↓

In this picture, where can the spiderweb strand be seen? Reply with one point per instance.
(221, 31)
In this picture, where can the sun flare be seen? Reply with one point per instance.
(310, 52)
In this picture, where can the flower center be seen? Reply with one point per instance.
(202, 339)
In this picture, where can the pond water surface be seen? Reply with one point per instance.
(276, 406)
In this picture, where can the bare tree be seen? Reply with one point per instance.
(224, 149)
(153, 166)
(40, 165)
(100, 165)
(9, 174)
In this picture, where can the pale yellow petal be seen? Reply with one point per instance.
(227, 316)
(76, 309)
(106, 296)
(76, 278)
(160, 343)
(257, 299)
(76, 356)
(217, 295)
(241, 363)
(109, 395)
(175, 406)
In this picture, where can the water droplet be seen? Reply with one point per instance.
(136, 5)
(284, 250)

↑
↓

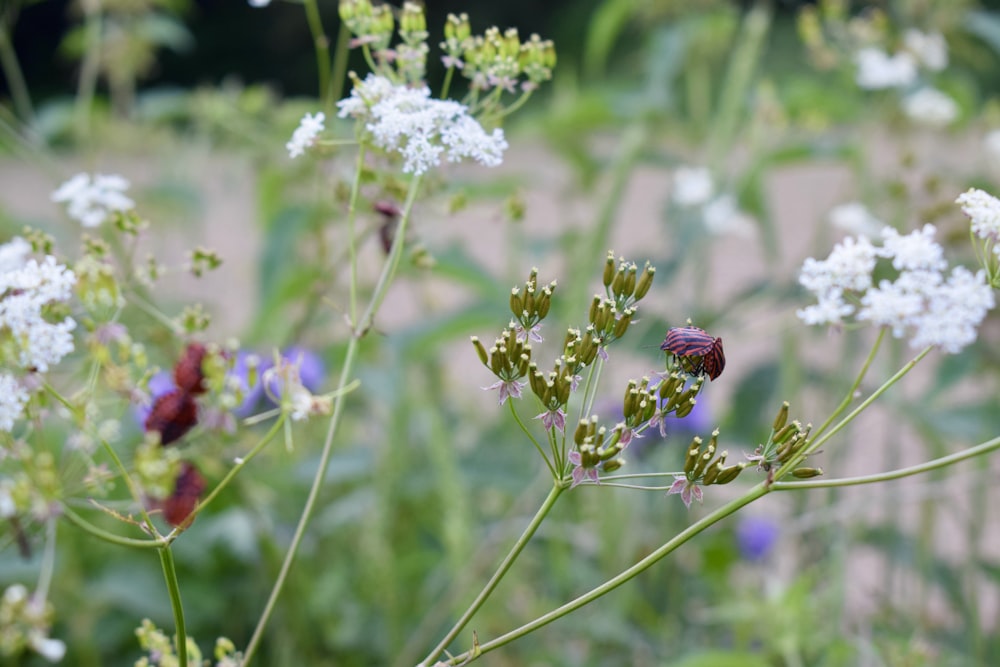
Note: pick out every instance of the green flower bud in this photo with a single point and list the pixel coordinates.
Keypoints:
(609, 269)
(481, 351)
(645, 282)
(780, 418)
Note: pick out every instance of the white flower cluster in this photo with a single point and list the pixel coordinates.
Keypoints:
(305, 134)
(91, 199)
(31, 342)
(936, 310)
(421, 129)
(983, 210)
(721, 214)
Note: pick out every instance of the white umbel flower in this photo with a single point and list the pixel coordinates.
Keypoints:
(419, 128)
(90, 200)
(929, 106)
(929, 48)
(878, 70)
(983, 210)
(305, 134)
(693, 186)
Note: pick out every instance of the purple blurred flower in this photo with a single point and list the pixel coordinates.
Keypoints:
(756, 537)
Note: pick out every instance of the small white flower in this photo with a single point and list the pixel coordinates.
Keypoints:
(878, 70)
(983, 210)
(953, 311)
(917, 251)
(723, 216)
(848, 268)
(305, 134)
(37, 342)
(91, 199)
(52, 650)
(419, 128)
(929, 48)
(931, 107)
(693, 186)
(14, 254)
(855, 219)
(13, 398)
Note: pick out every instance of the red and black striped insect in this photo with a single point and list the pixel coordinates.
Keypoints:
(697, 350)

↑

## Set problem
State how many of the lines above contain the string "white", with case counting. Reply with the number alone.

## Exercise output
3